**PAGE**:
----

MARS IS RED PLANET

Mars (Greek: Ares) is the god of War. The planet probably got this name due to its red color; Mars is sometimes referred to as the Red Planet. (An interesting side note: the Roman god Mars was a god of agriculture before becoming associated with the Greek Ares; those in favor of colonizing and terraforming Mars may prefer this symbolism.) The name of themonth March derives from Mars.

Mars has been known since prehistoric times. Of course, it has been extensively studied with ground-based observatories. But even very large telescopes find Mars a difficult target, it's just too small. It is still a favorite of science fiction writers as the most favorable place in the Solar System (other than Earth!) for human habitation. But the famous "canals" "seen" byLowell and others were, unfortunately, just as imaginary as Barsoomian princesses.

Viking 2 Landing Site

Pathfinder Landing Site

The first spacecraft to visit Mars was Mariner 4 in 1965. Several others followed including Mars 2, the first spacecraft to land on Mars and the two Viking landers in 1976. Ending a long 20 year hiatus, Mars Pathfinder landed successfully on Mars on 1997 July 4. In 2004 the Mars Expedition Rovers "Spirit" and "Opportunity" landed on Mars sending back geologic data and many pictures; they are still operating after more than three years on Mars. In 2008, Phoenix landed in the northern plains to search for water. Three Mars orbiters (Mars Reconnaissance Orbiter, Mars Odyssey, and Mars Express) are also currently in operation.

----

Point-based annotation data

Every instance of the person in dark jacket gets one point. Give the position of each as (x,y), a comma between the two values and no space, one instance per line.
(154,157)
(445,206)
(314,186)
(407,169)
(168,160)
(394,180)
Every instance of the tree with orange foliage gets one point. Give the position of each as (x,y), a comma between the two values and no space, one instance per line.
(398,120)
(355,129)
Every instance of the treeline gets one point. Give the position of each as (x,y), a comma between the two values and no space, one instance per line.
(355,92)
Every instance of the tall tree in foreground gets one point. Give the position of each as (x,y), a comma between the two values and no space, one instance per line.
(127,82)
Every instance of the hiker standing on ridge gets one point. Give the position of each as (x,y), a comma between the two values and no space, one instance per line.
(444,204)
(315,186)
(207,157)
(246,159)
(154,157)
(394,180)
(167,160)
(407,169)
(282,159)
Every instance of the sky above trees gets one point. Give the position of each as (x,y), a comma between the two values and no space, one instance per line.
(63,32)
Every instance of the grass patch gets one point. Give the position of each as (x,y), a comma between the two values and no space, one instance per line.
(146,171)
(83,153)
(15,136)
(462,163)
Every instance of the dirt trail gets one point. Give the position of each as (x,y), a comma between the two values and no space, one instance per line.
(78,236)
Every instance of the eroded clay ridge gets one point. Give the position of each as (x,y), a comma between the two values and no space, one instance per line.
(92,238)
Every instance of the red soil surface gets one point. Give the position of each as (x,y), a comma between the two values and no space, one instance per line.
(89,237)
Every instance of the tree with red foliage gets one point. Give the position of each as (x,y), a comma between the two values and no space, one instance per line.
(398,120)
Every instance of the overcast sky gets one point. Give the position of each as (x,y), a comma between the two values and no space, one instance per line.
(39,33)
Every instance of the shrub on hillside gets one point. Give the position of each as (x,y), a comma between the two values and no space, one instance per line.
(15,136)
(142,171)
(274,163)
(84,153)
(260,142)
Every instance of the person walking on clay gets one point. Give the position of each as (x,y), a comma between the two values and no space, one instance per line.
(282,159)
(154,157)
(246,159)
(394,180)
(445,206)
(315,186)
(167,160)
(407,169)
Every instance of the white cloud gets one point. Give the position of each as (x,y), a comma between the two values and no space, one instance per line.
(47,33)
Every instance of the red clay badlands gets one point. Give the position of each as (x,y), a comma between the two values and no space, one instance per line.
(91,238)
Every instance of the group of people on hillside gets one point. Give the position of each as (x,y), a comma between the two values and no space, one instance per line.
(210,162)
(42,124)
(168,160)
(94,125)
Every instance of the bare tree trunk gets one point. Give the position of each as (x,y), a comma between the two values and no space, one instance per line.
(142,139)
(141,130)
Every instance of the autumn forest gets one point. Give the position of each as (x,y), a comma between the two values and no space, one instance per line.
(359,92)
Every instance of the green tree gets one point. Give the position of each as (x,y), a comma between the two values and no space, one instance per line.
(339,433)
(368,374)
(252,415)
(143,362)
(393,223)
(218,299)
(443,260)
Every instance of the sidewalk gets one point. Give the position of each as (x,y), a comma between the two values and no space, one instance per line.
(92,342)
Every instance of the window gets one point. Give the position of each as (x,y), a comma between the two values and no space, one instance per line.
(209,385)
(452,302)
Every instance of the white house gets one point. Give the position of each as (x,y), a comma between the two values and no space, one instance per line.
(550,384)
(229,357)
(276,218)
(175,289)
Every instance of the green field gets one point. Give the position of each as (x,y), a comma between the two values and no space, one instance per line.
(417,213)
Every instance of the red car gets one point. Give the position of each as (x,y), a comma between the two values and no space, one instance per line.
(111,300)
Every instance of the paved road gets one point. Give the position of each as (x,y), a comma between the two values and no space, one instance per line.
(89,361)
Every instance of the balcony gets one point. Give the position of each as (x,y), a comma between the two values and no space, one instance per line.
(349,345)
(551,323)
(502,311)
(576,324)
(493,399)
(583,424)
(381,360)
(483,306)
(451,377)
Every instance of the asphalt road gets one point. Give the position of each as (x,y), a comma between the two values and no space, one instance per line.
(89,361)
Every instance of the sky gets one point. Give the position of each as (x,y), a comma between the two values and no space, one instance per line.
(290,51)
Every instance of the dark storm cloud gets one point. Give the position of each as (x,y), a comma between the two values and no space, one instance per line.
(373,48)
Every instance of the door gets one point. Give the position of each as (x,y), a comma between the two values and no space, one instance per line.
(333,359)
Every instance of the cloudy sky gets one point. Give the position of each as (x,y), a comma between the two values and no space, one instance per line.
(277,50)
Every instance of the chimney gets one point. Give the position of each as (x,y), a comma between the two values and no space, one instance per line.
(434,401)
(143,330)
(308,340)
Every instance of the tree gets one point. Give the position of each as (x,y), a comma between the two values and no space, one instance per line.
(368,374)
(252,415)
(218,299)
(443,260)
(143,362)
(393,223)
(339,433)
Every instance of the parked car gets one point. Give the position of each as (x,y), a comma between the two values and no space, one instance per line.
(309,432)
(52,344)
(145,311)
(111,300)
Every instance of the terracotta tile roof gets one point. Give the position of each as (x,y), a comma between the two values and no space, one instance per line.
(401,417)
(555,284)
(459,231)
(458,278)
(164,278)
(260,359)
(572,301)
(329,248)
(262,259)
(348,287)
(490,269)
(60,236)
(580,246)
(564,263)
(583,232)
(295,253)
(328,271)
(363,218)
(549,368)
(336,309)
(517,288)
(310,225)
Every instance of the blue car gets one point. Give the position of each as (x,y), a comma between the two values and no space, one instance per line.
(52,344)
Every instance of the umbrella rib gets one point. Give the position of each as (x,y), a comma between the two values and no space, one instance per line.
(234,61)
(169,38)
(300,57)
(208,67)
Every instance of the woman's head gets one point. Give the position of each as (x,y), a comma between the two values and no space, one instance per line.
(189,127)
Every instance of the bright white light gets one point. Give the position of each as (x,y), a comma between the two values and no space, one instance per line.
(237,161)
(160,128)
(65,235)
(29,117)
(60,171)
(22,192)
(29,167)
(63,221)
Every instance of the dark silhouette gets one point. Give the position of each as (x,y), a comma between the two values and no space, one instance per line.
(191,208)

----

**EXERCISE REQUIREMENTS**:
Reproduce the portion of the Mars text from "Viking 2 Landing" up to and including "currently in operation.".

**RESPONSE TO THIS TASK**:
Viking 2 Landing Site

Pathfinder Landing Site

The first spacecraft to visit Mars was Mariner 4 in 1965. Several others followed including Mars 2, the first spacecraft to land on Mars and the two Viking landers in 1976. Ending a long 20 year hiatus, Mars Pathfinder landed successfully on Mars on 1997 July 4. In 2004 the Mars Expedition Rovers "Spirit" and "Opportunity" landed on Mars sending back geologic data and many pictures; they are still operating after more than three years on Mars. In 2008, Phoenix landed in the northern plains to search for water. Three Mars orbiters (Mars Reconnaissance Orbiter, Mars Odyssey, and Mars Express) are also currently in operation.